**Instruction**
Put the listing from the line containing "Practice step: point out every instance of the red and" up to and including the line containing "pixel 129 233" into a two-column CSV with the columns text and answer. Each row should pair a text with its answer, with each value in a single quoted field and line breaks replaced by spaces.

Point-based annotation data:
▶

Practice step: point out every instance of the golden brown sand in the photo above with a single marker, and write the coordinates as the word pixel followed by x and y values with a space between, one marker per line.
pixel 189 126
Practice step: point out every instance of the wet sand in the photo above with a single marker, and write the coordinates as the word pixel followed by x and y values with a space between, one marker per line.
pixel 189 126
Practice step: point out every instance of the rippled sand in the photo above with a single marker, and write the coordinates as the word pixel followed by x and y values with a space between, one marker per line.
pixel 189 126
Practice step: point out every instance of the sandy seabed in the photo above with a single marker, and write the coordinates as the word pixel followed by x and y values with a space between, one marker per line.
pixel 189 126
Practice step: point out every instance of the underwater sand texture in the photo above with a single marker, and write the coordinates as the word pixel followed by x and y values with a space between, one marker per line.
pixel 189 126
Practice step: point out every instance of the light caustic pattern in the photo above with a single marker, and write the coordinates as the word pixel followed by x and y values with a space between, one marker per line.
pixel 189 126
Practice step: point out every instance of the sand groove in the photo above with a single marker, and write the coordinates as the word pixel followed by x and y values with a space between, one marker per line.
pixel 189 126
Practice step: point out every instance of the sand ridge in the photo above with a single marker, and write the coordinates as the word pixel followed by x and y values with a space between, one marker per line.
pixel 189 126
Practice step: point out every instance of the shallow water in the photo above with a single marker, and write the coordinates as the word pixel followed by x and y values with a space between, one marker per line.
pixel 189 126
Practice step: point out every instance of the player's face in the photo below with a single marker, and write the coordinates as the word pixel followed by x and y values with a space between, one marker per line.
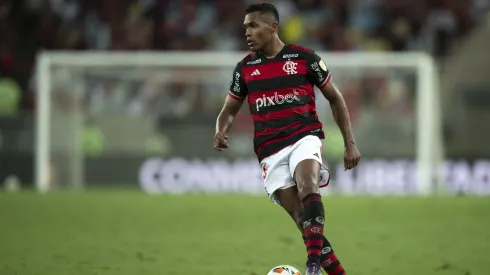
pixel 259 30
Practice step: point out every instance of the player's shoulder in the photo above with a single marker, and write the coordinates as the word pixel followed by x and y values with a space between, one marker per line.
pixel 250 59
pixel 301 51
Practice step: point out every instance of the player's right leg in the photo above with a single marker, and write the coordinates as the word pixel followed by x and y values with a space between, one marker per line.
pixel 289 199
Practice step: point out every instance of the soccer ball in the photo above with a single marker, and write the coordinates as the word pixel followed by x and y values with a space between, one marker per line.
pixel 284 270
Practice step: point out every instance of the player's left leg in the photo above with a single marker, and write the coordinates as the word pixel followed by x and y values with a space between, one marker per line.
pixel 288 198
pixel 305 165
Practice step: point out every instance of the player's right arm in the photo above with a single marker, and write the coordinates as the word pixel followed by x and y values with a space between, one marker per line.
pixel 233 102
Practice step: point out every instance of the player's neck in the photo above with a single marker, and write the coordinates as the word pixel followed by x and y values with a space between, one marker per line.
pixel 275 47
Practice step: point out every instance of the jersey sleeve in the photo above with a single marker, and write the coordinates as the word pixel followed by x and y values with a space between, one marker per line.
pixel 318 72
pixel 238 89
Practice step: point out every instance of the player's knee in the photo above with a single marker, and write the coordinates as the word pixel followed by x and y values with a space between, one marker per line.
pixel 306 177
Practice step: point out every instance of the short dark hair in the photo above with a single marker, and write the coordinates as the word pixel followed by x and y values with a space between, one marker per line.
pixel 263 8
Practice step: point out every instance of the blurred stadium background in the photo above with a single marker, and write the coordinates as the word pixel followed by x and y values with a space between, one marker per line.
pixel 126 131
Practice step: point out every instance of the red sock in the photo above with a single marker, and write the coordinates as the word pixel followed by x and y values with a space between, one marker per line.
pixel 330 262
pixel 313 227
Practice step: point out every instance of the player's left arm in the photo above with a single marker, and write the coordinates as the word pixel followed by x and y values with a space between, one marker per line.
pixel 320 76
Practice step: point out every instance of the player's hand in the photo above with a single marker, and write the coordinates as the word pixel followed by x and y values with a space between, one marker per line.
pixel 351 157
pixel 220 141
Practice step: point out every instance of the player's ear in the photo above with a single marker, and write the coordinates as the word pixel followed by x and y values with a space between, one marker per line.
pixel 275 26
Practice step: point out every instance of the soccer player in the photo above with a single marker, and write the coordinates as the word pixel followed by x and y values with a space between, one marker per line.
pixel 277 81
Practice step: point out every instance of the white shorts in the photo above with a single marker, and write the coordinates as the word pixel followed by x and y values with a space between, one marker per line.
pixel 278 169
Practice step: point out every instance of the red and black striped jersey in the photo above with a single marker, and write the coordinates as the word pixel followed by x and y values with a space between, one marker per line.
pixel 281 97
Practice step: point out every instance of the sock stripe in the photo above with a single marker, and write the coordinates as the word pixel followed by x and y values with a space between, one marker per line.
pixel 313 242
pixel 337 269
pixel 315 251
pixel 311 198
pixel 313 231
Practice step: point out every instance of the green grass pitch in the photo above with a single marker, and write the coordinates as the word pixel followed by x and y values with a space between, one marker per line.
pixel 129 233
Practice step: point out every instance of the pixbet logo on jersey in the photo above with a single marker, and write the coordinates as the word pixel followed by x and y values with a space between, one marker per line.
pixel 276 99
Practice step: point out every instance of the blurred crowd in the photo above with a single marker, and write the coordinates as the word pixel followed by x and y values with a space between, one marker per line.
pixel 28 26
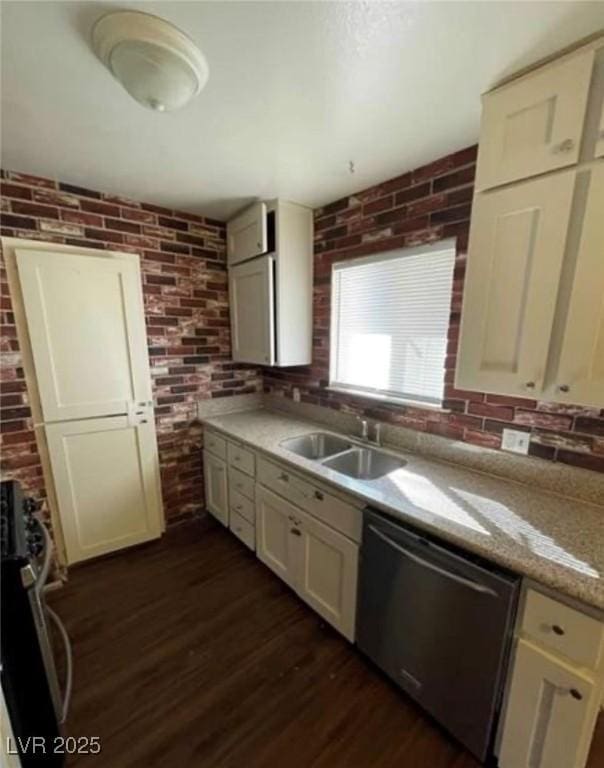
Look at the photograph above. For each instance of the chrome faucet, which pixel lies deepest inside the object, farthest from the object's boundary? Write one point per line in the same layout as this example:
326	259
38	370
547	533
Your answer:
366	427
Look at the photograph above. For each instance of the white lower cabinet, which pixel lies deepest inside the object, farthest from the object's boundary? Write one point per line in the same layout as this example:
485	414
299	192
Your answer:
327	578
216	485
550	713
275	543
319	563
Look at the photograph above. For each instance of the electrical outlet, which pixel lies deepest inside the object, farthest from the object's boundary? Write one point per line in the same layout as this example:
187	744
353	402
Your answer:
515	441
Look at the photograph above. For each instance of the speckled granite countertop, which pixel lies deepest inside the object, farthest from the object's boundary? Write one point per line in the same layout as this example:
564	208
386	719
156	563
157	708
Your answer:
553	539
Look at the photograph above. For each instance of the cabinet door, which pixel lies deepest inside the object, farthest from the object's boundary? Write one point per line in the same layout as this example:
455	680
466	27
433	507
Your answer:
277	538
252	311
580	375
216	484
327	577
534	124
517	243
86	324
550	713
247	234
106	480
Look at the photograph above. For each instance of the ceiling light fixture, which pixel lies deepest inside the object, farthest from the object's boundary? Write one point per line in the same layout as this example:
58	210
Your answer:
156	63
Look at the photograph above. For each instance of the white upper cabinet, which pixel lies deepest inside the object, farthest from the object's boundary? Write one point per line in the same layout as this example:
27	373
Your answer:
271	294
515	257
534	124
533	308
247	234
252	299
579	375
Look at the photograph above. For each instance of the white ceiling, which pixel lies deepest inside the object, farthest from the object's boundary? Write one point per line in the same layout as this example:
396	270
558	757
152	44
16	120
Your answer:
296	91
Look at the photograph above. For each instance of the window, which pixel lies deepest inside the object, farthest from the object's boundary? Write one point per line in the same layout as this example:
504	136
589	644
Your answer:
389	323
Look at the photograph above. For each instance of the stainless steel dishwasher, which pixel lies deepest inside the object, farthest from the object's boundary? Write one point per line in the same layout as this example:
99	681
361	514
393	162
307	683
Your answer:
439	624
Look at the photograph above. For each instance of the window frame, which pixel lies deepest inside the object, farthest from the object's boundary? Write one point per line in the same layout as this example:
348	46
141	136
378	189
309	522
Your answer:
381	395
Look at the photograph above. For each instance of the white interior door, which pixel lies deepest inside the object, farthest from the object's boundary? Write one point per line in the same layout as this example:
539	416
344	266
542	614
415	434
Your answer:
247	234
327	578
580	374
600	137
252	297
535	124
105	474
517	243
86	325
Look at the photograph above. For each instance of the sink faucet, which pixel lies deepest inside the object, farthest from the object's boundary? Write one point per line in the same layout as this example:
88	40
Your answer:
366	426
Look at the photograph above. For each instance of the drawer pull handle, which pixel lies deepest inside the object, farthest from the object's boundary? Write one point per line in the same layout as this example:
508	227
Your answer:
576	694
563	146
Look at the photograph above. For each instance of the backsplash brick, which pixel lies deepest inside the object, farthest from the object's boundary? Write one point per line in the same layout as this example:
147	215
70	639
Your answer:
425	205
186	312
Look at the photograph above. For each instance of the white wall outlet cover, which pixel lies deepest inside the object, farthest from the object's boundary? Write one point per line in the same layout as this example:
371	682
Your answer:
515	441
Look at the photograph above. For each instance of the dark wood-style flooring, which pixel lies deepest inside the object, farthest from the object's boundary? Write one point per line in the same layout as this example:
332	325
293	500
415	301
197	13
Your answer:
190	653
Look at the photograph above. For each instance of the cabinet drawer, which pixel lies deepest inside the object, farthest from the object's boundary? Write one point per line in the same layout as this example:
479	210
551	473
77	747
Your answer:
241	483
241	506
241	459
336	512
244	530
214	444
563	629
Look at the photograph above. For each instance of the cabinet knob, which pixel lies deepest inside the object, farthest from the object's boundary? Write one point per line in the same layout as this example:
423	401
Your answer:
576	694
563	146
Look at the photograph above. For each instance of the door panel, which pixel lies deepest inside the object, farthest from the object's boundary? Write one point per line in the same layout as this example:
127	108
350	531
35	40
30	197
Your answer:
275	542
534	125
216	484
550	713
517	244
105	473
247	234
252	311
580	377
86	325
600	138
327	579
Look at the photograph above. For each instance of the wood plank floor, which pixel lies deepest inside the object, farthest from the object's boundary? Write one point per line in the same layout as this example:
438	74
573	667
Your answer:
190	653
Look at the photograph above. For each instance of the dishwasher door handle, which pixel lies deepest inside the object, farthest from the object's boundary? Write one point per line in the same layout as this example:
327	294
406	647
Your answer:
431	566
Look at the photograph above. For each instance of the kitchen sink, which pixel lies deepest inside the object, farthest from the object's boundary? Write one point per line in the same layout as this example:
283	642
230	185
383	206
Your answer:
364	463
318	445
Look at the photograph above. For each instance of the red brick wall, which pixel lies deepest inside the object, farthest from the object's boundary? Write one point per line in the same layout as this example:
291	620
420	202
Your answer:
426	205
186	311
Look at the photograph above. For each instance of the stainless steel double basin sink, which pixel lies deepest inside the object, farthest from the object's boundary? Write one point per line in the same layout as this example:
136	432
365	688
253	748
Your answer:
343	456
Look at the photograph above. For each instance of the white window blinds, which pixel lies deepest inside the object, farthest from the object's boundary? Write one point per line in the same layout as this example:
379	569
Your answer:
389	322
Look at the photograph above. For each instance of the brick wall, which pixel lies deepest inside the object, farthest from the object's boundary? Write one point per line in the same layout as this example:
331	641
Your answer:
423	206
186	311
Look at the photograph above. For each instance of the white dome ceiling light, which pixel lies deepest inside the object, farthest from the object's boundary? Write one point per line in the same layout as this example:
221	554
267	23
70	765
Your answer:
156	63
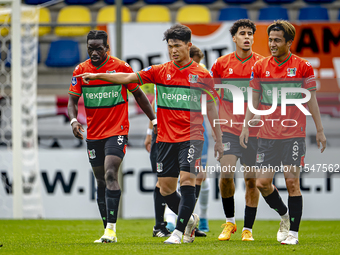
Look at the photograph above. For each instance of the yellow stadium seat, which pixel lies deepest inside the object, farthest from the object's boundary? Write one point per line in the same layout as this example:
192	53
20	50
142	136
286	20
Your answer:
153	13
193	14
44	17
107	14
73	14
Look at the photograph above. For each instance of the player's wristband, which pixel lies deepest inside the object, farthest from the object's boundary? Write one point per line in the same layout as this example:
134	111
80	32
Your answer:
149	131
73	120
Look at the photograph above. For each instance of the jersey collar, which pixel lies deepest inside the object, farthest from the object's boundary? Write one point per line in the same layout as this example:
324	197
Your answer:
243	60
107	59
182	67
284	61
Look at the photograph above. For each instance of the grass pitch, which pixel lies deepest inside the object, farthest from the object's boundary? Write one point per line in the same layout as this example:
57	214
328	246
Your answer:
135	237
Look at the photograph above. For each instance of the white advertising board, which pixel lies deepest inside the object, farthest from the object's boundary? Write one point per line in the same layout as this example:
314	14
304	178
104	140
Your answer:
68	188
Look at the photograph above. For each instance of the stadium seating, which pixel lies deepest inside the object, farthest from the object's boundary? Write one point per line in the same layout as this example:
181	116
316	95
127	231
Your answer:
63	53
273	13
279	1
44	17
239	1
199	1
76	15
8	60
124	1
233	13
193	14
35	2
319	1
153	13
4	18
159	1
313	13
80	2
107	14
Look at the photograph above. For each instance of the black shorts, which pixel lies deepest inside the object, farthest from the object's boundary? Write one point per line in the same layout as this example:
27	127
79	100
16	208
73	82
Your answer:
98	149
232	146
153	153
175	157
273	152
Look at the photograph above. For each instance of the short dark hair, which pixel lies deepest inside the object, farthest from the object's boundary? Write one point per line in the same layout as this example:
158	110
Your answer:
178	32
285	26
195	51
242	23
97	34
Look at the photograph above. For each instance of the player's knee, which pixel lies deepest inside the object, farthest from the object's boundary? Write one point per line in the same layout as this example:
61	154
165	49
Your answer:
263	185
166	190
226	181
250	183
101	183
111	176
293	186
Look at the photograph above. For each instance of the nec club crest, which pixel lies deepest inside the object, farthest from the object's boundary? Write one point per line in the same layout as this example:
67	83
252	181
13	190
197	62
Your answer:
193	78
291	72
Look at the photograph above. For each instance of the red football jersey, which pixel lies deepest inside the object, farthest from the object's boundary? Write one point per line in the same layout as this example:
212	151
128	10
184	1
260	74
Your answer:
231	69
106	104
293	72
178	97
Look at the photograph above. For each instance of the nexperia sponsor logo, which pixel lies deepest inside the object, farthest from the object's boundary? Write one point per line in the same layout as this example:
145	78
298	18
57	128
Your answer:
102	96
179	97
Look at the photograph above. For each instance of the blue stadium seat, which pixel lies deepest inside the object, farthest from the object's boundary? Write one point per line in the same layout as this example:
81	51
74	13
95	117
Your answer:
233	13
199	1
273	13
80	2
124	1
313	13
159	1
279	1
8	60
35	2
239	1
63	53
319	1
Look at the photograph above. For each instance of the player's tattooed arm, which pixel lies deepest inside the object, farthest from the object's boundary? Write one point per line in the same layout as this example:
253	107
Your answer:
72	108
118	78
249	115
314	110
213	115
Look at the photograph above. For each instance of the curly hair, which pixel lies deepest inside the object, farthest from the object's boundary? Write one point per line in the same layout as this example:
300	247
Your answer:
285	26
97	34
178	32
195	51
242	23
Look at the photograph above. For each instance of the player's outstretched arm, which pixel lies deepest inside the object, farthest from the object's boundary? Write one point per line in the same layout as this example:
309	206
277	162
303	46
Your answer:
144	103
148	138
314	110
72	108
118	78
213	115
249	115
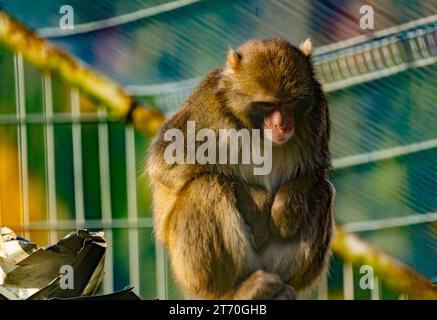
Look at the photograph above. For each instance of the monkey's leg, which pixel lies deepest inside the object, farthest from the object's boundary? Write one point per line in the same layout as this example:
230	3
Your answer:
261	285
289	206
316	233
209	245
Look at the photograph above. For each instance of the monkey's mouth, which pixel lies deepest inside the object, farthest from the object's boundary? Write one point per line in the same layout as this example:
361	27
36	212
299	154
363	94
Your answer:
281	124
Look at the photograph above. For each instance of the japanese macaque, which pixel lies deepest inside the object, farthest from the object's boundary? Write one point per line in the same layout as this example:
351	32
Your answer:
232	234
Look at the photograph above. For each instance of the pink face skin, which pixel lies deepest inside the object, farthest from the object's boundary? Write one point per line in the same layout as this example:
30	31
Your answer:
281	122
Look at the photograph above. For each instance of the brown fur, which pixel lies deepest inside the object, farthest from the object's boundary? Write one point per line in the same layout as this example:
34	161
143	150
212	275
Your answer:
231	234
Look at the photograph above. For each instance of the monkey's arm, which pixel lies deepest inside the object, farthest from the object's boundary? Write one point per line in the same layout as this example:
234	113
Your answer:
316	233
254	204
210	250
290	205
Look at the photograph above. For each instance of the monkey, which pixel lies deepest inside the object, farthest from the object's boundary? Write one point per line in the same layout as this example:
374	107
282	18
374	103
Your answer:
231	234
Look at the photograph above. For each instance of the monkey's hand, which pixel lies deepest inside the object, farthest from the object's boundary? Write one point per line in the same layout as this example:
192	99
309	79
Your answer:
254	203
289	206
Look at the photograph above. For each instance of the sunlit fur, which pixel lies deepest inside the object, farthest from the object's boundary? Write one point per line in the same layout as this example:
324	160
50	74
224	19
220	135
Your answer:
233	235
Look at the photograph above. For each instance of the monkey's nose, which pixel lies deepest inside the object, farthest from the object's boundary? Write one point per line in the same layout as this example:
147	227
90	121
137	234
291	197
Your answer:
278	121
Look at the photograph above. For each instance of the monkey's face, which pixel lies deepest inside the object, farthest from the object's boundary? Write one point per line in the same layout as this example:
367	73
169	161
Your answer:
279	117
270	84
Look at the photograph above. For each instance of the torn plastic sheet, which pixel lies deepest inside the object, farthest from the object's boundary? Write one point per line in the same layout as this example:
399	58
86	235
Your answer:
27	272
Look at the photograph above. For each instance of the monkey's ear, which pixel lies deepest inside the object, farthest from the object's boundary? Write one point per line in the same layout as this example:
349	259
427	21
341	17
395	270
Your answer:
233	60
306	47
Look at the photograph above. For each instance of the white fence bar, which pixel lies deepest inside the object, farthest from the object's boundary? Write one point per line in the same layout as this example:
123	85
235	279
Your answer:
77	160
375	293
134	272
105	198
348	281
50	155
20	101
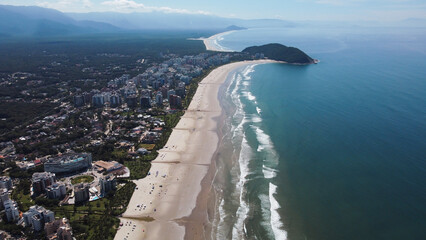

◀

**Response for this exercise**
text,answer
"Practice step: point out every instance of the red and black striped jersey in the photo above with a single marker, and write the coordinates as the word pixel followed by x and y values with a space between, one marker per line.","pixel 281 97"
"Practice step: point out every instance of the sock stripe in the photo above with a single marker, and write the coordinates as the word pixel followed by x and y values with a space between, one marker per line.","pixel 313 242 pixel 337 269 pixel 315 251 pixel 311 198 pixel 313 231"
"Practice step: point out every instance of the green grass pitch in the photo above with a single marker, and write the coordinates as the word pixel followed by x and y values with a space between, one marker per line.","pixel 129 233"